### PROBLEM STATEMENT
Render every line of the entries below as a JSON list of strings, with one string per line and any blank lines left out.

>> BEGIN

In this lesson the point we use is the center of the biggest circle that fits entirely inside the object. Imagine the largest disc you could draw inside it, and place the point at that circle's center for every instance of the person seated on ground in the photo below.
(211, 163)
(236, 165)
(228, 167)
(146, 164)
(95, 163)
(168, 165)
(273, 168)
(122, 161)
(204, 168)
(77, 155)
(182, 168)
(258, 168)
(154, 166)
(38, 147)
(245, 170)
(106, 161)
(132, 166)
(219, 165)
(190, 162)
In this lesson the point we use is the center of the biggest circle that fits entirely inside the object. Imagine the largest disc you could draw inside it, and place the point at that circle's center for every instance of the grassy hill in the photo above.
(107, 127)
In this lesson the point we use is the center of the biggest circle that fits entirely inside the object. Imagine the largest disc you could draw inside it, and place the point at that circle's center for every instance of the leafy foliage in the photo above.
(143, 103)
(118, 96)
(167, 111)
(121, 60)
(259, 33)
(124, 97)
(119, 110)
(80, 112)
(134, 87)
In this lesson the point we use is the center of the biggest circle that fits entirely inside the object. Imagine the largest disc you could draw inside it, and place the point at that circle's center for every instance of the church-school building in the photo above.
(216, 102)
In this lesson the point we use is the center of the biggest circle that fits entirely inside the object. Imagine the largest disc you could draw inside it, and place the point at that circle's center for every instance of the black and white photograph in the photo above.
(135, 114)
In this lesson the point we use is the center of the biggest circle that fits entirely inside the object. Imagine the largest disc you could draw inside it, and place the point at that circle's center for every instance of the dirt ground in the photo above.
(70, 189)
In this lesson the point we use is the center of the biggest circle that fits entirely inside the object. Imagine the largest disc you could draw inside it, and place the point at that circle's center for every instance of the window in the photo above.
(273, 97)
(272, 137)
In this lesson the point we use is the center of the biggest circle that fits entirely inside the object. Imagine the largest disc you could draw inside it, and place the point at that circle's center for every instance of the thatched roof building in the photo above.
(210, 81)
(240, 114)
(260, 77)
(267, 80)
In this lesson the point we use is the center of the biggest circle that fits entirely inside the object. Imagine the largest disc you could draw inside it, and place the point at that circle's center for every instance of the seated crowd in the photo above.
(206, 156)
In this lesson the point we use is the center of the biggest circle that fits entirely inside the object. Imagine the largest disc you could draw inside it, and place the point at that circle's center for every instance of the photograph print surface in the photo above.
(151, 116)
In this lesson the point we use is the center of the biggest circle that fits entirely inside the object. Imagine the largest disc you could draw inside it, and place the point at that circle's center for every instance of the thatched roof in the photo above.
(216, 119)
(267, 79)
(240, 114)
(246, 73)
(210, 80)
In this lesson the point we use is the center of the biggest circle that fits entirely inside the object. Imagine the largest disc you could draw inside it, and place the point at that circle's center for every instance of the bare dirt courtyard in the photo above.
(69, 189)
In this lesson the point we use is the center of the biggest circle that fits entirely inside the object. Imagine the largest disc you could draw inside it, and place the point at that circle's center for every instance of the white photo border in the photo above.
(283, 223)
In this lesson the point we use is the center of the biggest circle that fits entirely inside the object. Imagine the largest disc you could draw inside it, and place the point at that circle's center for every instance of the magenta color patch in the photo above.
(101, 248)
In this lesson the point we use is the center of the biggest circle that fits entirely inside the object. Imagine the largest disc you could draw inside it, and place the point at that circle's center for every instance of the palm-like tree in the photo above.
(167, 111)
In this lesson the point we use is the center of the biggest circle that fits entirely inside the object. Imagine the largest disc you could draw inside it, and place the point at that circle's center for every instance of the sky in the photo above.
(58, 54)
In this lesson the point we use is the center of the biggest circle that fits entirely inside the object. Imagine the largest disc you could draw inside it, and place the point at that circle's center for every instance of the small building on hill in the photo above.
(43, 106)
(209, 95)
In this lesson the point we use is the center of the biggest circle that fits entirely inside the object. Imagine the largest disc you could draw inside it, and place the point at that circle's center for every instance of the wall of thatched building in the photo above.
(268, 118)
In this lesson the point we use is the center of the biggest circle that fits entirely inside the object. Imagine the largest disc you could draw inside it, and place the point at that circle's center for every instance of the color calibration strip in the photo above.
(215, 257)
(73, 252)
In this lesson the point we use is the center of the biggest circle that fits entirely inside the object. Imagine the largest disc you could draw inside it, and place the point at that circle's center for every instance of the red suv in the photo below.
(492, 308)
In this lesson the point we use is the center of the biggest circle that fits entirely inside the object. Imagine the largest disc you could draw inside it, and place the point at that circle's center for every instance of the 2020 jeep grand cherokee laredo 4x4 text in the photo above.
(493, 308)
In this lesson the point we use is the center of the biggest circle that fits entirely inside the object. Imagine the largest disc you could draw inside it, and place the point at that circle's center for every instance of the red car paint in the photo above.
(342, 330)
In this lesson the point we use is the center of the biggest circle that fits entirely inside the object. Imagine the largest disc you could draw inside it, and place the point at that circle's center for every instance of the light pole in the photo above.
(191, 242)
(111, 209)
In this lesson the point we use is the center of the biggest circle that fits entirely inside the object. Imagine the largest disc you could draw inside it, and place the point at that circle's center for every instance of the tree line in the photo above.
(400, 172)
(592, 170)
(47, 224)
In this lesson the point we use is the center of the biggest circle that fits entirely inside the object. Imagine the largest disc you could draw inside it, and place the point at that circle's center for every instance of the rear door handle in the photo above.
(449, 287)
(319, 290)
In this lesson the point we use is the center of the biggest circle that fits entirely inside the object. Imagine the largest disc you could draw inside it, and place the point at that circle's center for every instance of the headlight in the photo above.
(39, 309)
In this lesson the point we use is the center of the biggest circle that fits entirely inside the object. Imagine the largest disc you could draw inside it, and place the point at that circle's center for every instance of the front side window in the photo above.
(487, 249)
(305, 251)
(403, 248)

>> END

### CORRECT ANSWER
[
  "In this lesson the point we use is the center of the biggest circle that fits entirely inside the object. Imagine the largest disc you could draw inside it, and place the point at that circle's center for every instance of the person seated on ground in the photo below.",
  "(211, 163)",
  "(236, 165)",
  "(228, 167)",
  "(146, 164)",
  "(95, 163)",
  "(168, 165)",
  "(273, 168)",
  "(122, 161)",
  "(204, 168)",
  "(77, 155)",
  "(182, 168)",
  "(258, 168)",
  "(154, 166)",
  "(38, 147)",
  "(245, 170)",
  "(106, 161)",
  "(132, 166)",
  "(219, 165)",
  "(190, 162)",
  "In this lesson the point we use is the center of the biggest circle that fits entirely inside the object. Imagine the largest disc you could draw inside it, and place the point at that circle's center for every instance of the grassy hill in the photo above.",
  "(107, 127)",
  "In this lesson the point we use is the center of the biggest circle that fits entirely inside the object. Imagine the largest disc you could draw inside it, and place the point at that circle's center for every instance of the leafy foliage in the photo above.",
  "(143, 103)",
  "(118, 96)",
  "(167, 111)",
  "(121, 60)",
  "(259, 33)",
  "(124, 97)",
  "(119, 110)",
  "(80, 112)",
  "(134, 87)",
  "In this lesson the point we use is the center of the biggest circle that fits entirely inside the object. Imagine the largest disc you could draw inside it, and place the point at that circle's center for every instance of the church-school building in the photo above.",
  "(216, 102)",
  "In this lesson the point we use is the center of the biggest circle that fits entirely inside the object. Imagine the largest disc you could draw inside it, and place the point at that circle's center for every instance of the black and white photograph in the photo above.",
  "(135, 114)",
  "In this lesson the point we use is the center of the biggest circle that fits entirely inside the object. Imagine the largest disc you could draw inside it, and place the point at that circle's center for every instance of the dirt ground in the photo above.",
  "(70, 189)",
  "In this lesson the point we use is the center of the biggest circle that fits entirely inside the object. Imagine the largest disc you could draw inside it, and place the point at that circle's center for every instance of the window in the photo above.",
  "(273, 97)",
  "(272, 137)",
  "In this lesson the point we use is the center of the biggest circle that fits entirely inside the object. Imagine the largest disc you could draw inside it, and place the point at that circle's center for every instance of the thatched roof building in the photo above.",
  "(210, 81)",
  "(240, 114)",
  "(260, 77)",
  "(267, 80)",
  "In this lesson the point we use is the center of the biggest circle that fits entirely inside the object. Imagine the largest disc you could draw inside it, and place the point at that circle's center for every instance of the seated crowd in the photo above.",
  "(206, 156)",
  "In this lesson the point we use is the center of the biggest circle that fits entirely inside the object. Imagine the largest disc you could draw inside it, and place the point at that circle's center for every instance of the photograph print surface in the photo above.",
  "(151, 116)",
  "In this lesson the point we use is the center of the biggest circle that fits entirely inside the object. Imagine the largest disc you could draw inside it, and place the point at that circle's center for every instance of the thatched roof in the photo above.",
  "(216, 119)",
  "(267, 79)",
  "(240, 114)",
  "(246, 73)",
  "(210, 80)",
  "In this lesson the point we use is the center of the biggest circle that fits entirely inside the object. Imagine the largest disc you could draw inside it, and place the point at that circle's center for every instance of the bare dirt courtyard in the photo above.",
  "(69, 189)",
  "In this lesson the point we use is the center of the biggest circle that fits entirely inside the object. Imagine the largest disc you could draw inside it, and place the point at that circle's center for every instance of the white photo border in the photo above.",
  "(283, 223)",
  "In this lesson the point we use is the center of the biggest circle that fits entirely inside the object. Imagine the largest disc you could draw inside it, and place the point at that circle's center for every instance of the magenta color patch in the photo above.",
  "(101, 248)",
  "In this lesson the point we use is the center of the biggest circle that fits entirely inside the object. Imagine the largest disc you could draw inside it, and place the point at that circle's center for every instance of the palm-like tree in the photo above.",
  "(167, 111)",
  "In this lesson the point we use is the center of the biggest circle that fits entirely inside the object. Imagine the largest disc you could draw inside it, and place the point at that circle's center for every instance of the sky in the photo above.",
  "(58, 54)",
  "In this lesson the point we use is the center of the biggest circle that fits entirely inside the object. Imagine the largest disc you could draw inside it, and place the point at that circle's center for every instance of the small building on hill in the photo above.",
  "(43, 106)",
  "(209, 95)",
  "In this lesson the point we use is the center of the biggest circle that fits entirely inside the object. Imagine the largest disc you could draw inside it, and place the point at that circle's center for every instance of the wall of thatched building in the photo above.",
  "(268, 118)",
  "In this lesson the point we use is the center of the biggest circle that fits entirely inside the object. Imagine the largest disc you could draw inside it, and place the point at that circle's center for every instance of the color calibration strip in the photo above.",
  "(215, 257)",
  "(73, 252)",
  "In this lesson the point we use is the center of the biggest circle that fits entirely inside the object. Imagine the largest disc you could draw inside it, and place the point at that circle's center for every instance of the red suv in the photo below.",
  "(492, 308)",
  "In this lesson the point we use is the center of the biggest circle that fits entirely inside the object. Imagine the largest disc you could draw inside it, and place the point at that circle's center for every instance of the 2020 jeep grand cherokee laredo 4x4 text in the photo above.",
  "(493, 308)",
  "In this lesson the point we use is the center of the biggest circle that fits entirely inside the object. Imagine the largest disc you could draw inside it, and place the point at that circle's center for every instance of the red car paint in the photo above.",
  "(342, 330)",
  "In this lesson the point we use is the center of the biggest circle that fits entirely inside the object. Imagine the largest disc you could draw inside it, and place the point at that circle's center for every instance of the light pole in the photo above.",
  "(191, 242)",
  "(111, 209)",
  "In this lesson the point we use is the center of the biggest circle that fits entirely inside the object. Imagine the largest disc you could draw inside it, and place the point at that circle's center for every instance of the tree line in the photo above.",
  "(400, 172)",
  "(592, 170)",
  "(47, 224)",
  "In this lesson the point we use is the center of the biggest circle that fits entirely inside the object. Imagine the largest disc you could draw inside it, and place the point at that circle's center for every instance of the rear door handle in the photo above.",
  "(449, 287)",
  "(319, 290)",
  "In this lesson the point we use is the center of the biggest circle that fits entirely inside the object. Imagine the largest disc you could draw inside it, and place the point at that circle's center for every instance of the headlight in the photo above.",
  "(39, 309)",
  "In this lesson the point we use is the center of the biggest circle that fits entirely inside the object. Imagine the largest disc you could draw inside it, and place the point at that circle's center for every instance of the front side window in the photo above.",
  "(487, 249)",
  "(305, 251)",
  "(403, 248)"
]